- [Source material]:
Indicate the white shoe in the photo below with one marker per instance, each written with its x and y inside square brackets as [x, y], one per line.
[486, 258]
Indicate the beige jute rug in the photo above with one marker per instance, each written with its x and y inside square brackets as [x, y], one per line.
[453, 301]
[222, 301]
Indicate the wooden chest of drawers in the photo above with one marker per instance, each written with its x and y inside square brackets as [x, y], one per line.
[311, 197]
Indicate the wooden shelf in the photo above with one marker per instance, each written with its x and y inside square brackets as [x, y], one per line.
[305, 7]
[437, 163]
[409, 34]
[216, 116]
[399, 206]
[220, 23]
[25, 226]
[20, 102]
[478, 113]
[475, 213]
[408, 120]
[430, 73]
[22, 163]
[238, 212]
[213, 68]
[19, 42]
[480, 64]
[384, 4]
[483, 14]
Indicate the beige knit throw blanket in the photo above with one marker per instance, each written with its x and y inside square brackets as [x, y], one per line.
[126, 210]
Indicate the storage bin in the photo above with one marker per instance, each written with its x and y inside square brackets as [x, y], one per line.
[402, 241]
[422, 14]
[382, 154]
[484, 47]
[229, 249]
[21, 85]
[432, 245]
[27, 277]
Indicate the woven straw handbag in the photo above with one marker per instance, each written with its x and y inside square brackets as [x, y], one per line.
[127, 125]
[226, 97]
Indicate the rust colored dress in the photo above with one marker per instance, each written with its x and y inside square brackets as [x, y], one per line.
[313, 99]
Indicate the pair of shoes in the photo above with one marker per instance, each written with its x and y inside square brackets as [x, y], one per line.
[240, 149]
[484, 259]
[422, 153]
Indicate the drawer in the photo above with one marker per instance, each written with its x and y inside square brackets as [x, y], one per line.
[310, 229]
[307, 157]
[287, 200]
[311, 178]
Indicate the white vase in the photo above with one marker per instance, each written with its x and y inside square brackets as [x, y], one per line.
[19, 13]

- [Given request]: Every line of the data above should be copied exactly.

- [Exercise output]:
Indicate the white shoe in the photo below with one marker per instance, each written with its x and y inside square brackets as [x, y], one per line.
[486, 258]
Indicate the beige jute rug in the photo above with one marker per instance, each written with its x and y inside square brackets as [x, y], one per line.
[453, 301]
[222, 301]
Indicate the wooden chest of drawers in the photo above with one marker per instance, each written with its x and y inside square brackets as [x, y], one per line.
[311, 197]
Indicate the wooden shelf in the photo above with one marker per instance, each written with its x and y inside square brackets as [x, y], one per line.
[305, 7]
[437, 163]
[409, 34]
[216, 116]
[399, 206]
[220, 23]
[25, 226]
[20, 102]
[478, 113]
[475, 213]
[408, 120]
[430, 73]
[22, 163]
[238, 212]
[213, 68]
[19, 42]
[480, 64]
[384, 4]
[483, 14]
Indicate the beige knit throw blanket in the photo above with one marker per instance, each written with its x and y inside square brackets as [x, y], one per line.
[126, 210]
Indicate the storage bin in the photo above with one marker per instance, each written with its x and y inside square brackets as [x, y], one per line.
[402, 241]
[422, 14]
[382, 154]
[484, 47]
[229, 249]
[21, 85]
[432, 245]
[27, 277]
Indicate the woven straw handbag in the photo above with one marker per instance, each written with its x and y inside square brackets as [x, y], one per line.
[127, 125]
[226, 97]
Indicate the rust colored dress in the photo above with one marker per instance, each written with its x and y inside square brackets as [x, y], one per line.
[313, 99]
Indicate the pair of shoes in the photo above with one marker per instance, each written with its x and y inside square brackets as [x, y], one per line.
[240, 149]
[484, 259]
[422, 153]
Indicate the drawer in the photo above with one marker per instance, each written with its x and y inside square brackets as [x, y], one per line.
[310, 229]
[307, 157]
[287, 200]
[311, 178]
Indicate the white vase in the photo above with one marker per instance, each written with its x and y inside square brackets as [x, y], one per line.
[19, 13]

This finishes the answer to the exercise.